WHAT TO DO -
- 1) According to the Lebanon blog post below, why did the Lebanese army stand by during Tuesday's general strike? Answer in one to three sentences.
- 2) From the Lebanon blog post below, write out the passage that opens with the words containing "That was in" and closes with "their own hands.".

┌─ SELECTED TEXT

What Next in Lebanon?

Time.com Middle East Blog

Here’s at least one good thing that happened in the midst of yesterday’s sectarian madness in Beirut. The Lebanese army got involved. When the quarrel between Sunni students and Shia students that broke out at Beirut Arab University turned into full-scale street fighting, the Lebanese army began sealing off surrounding neighborhoods. They made arrests. They disarmed many of the gangs moving in to join battle. And for the first time since 1996 (when Israel bombed the country in Operation Grapes of Wrath) they declared a curfew.
That was in marked contract to Tuesday’s general strike when the army stood and watched as the Hizballah-led opposition set up barricades to shut down Beirut. The concern was that if they were seen to be taking sides in the country’s political crisis, they would risk splitting the army along sectarian lines, as happened during the 1975-1990 Civil War. But by doing nothing on Tuesday, they opened the door for pro-government gangs to take the law into their own hands.
So there’s still hope that Lebanon will avoid more mass unrest, especially if yesterday’s riot pushes the rival sides in the political crisis back to the bargaining table. The country is so deeply — and so evenly — divided in their support of or their antagonism towards Prime Minster Fouad Siniora’s Westernized government that for weeks many observers have been saying that it will take some tragedy or explosion to bring the country’s leaders to their senses.

└─
┌─ MATERIAL

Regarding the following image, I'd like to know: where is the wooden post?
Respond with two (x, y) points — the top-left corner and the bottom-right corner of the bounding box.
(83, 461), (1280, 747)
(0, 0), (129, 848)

└─

ANSWERS TO THE EXERCISES -
- 1) The army feared that being seen to take sides in the political crisis would risk splitting it along sectarian lines, as had happened during the 1975-1990 Civil War.

- 2)
That was in marked contract to Tuesday’s general strike when the army stood and watched as the Hizballah-led opposition set up barricades to shut down Beirut. The concern was that if they were seen to be taking sides in the country’s political crisis, they would risk splitting the army along sectarian lines, as happened during the 1975-1990 Civil War. But by doing nothing on Tuesday, they opened the door for pro-government gangs to take the law into their own hands.